▸ **Exercise task 1**
Gather every line of the records that contains the word "floor", copying each one in full. Case counts.

▸ **Selected text**
## start

1 files changed, 194 insertions, 0 deletions
diff --git a/docs/ROOT_STORAGE_DAEMONS.md b/docs/ROOT_STORAGE_DAEMONS.md
new file mode 100644
index 0000000..69812c9
--- /dev/null
+++ b/docs/ROOT_STORAGE_DAEMONS.md
@@ -0,0 +1,194 @@
+---
+title: Storage Daemons for the Root File System
+category: Interfaces
+layout: default
+SPDX-License-Identifier: LGPL-2.1-or-later
+---
+
+# systemd and Storage Daemons for the Root File System
+
+a.k.a. _Pax Cellae pro Radix Arbor_
+
+(or something like that, my Latin is a bit rusty)
+
+A number of complex storage technologies on Linux (e.g. RAID, volume
+management, networked storage) require user space services to run while the
+storage is active and mountable. This requirement becomes tricky as soon as the
+root file system of the Linux operating system is stored on such storage
+technology. Previously no clear path to make this work was available. This text
+tries to clear up the resulting confusion, and what is now supported and what
+is not.
+
+## A Bit of Background
+
+When complex storage technologies are used as backing for the root file system
+this needs to be set up by the initrd, i.e. on Fedora by Dracut. In newer
+systemd versions tear-down of the root file system backing is also done by the
+initrd: after terminating all remaining running processes and unmounting all
+file systems it can (which means excluding the root file system) systemd will
+jump back into the initrd code allowing it to unmount the final file systems
+(and its storage backing) that could not be unmounted as long as the OS was
+still running from the main root file system. The job of the initrd is to
+detach/unmount the root file system, i.e. inverting the exact commands it used
+to set them up in the first place. This is not only cleaner, but also allows
+for the first time arbitrary complex stacks of storage technology.
+
+Previous attempts to handle root file system setups with complex storage as
+backing usually tried to maintain the root storage with program code stored on
+the root storage itself, thus creating a number of dependency loops. Safely
+detaching such a root file system becomes messy, since the program code on the
+storage needs to stay around longer than the storage, which is technically
+contradicting.
+
+## What's new?

## end

▸ **Supplied records**

## start

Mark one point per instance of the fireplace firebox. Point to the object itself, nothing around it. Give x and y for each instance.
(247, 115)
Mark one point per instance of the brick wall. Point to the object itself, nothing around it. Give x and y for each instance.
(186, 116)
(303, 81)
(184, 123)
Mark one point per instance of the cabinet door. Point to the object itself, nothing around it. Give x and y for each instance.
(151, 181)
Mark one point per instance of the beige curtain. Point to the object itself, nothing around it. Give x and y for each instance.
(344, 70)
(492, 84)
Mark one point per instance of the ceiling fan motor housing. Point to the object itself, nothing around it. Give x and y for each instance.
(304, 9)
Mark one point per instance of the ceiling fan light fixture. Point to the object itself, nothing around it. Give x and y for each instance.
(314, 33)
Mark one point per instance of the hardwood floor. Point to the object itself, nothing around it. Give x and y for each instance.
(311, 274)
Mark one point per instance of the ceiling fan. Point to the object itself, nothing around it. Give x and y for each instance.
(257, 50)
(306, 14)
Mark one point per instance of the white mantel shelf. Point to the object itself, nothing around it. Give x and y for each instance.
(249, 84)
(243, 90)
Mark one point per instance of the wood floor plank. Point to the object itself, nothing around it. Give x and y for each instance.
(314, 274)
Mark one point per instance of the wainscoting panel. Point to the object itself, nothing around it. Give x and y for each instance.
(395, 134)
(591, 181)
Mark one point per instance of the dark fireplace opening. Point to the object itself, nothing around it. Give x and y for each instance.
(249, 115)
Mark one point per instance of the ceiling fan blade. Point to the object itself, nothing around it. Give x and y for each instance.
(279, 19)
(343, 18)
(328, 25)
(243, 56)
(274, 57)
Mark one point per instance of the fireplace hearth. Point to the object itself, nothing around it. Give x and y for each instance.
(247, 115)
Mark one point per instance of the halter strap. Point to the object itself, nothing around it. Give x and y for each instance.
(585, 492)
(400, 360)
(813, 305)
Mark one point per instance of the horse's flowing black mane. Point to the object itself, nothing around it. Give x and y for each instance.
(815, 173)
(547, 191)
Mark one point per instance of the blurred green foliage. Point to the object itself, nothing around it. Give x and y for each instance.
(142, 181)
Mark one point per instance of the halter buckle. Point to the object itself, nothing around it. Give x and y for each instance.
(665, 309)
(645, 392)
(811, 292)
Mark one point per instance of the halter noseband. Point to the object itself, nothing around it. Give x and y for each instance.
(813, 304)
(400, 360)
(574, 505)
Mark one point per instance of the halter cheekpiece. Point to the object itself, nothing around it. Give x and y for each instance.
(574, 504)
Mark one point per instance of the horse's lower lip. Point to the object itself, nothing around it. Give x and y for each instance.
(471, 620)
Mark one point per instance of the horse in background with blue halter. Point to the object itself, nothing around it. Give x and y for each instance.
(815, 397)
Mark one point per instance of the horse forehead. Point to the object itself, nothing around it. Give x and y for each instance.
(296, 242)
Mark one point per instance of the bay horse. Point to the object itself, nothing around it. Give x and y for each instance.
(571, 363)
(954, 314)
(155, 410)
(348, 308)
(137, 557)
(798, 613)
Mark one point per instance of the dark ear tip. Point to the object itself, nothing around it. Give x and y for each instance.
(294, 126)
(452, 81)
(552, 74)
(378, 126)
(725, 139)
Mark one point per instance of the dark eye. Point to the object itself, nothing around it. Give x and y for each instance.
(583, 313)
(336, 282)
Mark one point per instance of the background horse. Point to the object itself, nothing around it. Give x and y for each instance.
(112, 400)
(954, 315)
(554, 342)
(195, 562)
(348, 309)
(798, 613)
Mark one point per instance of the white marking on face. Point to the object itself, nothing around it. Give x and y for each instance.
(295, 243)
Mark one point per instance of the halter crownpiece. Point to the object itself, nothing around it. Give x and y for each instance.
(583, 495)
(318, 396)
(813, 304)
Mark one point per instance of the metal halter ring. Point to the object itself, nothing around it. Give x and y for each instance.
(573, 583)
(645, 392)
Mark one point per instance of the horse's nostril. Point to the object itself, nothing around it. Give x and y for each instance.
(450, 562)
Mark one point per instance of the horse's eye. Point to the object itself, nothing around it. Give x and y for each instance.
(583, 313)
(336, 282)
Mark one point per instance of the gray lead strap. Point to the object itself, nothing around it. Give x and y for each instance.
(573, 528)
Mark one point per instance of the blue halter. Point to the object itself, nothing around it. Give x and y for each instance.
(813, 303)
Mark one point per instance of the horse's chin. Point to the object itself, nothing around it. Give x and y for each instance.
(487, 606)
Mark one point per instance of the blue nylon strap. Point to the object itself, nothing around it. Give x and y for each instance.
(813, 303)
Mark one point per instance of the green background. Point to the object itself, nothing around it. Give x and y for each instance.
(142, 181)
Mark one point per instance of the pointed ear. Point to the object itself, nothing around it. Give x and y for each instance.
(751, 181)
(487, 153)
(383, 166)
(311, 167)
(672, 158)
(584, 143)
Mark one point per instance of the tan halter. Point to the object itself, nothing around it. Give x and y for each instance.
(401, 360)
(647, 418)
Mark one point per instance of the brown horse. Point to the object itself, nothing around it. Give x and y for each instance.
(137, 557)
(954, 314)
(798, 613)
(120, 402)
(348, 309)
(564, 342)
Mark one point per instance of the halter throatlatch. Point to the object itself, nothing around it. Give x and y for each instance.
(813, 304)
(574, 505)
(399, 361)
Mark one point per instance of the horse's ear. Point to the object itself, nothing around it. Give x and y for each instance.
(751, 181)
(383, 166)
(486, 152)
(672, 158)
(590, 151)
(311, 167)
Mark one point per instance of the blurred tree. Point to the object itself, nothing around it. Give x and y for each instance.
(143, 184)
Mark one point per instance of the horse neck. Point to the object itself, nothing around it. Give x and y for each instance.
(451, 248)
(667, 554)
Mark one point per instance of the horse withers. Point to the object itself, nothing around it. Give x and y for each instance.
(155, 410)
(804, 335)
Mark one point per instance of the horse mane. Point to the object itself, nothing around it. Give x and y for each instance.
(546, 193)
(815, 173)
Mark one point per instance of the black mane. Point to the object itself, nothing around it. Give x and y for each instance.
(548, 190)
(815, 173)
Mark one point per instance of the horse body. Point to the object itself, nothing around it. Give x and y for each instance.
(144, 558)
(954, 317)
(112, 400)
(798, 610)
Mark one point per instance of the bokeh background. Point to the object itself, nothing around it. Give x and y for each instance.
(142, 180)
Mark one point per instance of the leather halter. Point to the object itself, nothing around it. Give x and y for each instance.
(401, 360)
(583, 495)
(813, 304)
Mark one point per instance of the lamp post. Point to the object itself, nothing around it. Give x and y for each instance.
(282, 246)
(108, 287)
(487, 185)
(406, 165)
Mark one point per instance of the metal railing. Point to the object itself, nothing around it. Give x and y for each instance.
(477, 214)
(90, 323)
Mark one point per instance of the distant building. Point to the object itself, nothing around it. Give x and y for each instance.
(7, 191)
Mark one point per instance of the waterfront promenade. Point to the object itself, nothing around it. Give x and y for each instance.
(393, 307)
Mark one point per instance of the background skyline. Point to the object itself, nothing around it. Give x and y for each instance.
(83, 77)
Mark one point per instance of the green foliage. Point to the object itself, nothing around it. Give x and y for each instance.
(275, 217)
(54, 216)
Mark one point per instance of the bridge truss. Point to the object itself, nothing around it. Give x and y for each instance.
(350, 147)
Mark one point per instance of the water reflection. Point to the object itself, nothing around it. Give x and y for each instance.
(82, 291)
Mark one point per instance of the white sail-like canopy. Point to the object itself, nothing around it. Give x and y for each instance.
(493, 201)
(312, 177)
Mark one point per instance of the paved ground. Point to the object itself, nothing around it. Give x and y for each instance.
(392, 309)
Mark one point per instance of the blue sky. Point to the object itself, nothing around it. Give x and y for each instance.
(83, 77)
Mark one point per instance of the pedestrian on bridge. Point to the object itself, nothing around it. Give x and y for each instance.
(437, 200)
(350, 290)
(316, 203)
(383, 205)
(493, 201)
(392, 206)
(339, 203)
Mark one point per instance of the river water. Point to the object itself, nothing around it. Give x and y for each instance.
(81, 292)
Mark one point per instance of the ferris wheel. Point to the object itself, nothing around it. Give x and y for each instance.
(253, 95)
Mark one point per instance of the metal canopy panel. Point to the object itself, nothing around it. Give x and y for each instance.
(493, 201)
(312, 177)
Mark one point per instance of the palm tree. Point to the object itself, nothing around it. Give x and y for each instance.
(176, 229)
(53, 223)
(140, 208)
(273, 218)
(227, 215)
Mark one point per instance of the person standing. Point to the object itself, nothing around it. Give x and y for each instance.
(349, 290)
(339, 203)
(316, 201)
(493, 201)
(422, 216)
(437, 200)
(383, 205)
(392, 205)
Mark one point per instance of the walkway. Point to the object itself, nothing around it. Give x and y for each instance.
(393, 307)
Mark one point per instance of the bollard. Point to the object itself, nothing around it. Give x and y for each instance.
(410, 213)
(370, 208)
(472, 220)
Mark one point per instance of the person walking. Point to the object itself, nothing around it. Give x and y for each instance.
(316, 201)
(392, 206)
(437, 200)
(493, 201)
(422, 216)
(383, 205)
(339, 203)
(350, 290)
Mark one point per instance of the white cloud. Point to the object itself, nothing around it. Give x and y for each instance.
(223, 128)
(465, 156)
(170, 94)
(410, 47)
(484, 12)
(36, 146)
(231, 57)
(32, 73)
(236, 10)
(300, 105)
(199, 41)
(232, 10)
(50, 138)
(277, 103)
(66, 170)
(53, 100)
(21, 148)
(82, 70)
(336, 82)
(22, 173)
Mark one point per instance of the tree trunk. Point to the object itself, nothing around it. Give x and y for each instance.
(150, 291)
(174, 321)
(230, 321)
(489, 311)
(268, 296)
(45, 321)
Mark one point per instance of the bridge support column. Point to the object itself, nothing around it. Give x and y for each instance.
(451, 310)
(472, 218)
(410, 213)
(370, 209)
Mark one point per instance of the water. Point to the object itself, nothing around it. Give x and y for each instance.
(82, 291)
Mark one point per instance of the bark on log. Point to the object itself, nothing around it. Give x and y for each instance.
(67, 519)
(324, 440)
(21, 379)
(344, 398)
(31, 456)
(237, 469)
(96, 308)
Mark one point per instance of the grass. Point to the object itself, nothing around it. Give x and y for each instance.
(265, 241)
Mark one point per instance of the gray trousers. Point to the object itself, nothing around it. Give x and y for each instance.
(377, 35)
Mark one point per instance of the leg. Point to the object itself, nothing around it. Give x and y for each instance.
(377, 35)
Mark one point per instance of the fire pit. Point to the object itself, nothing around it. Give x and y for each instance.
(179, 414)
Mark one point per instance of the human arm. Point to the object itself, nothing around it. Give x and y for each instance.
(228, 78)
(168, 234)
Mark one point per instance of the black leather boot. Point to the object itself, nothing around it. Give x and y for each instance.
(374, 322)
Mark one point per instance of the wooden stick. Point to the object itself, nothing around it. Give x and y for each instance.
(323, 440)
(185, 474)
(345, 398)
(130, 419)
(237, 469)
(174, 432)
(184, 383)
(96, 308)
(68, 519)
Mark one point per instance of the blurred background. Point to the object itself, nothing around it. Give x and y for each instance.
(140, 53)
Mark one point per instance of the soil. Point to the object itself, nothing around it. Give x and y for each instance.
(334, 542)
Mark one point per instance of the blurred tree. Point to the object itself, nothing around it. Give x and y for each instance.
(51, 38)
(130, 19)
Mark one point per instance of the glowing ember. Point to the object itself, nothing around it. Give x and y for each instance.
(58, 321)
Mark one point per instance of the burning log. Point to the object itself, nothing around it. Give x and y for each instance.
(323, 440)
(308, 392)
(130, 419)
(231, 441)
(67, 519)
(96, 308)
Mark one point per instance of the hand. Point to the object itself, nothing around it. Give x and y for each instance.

## end

▸ **Exercise task 2**
In the document on storage daemons for the root file system, what performs the initrd setup of complex root storage on Fedora?

▸ **Written response 1**
Mark one point per instance of the hardwood floor. Point to the object itself, nothing around it. Give x and y for each instance.
Mark one point per instance of the wood floor plank. Point to the object itself, nothing around it. Give x and y for each instance.

▸ **Written response 2**
Dracut.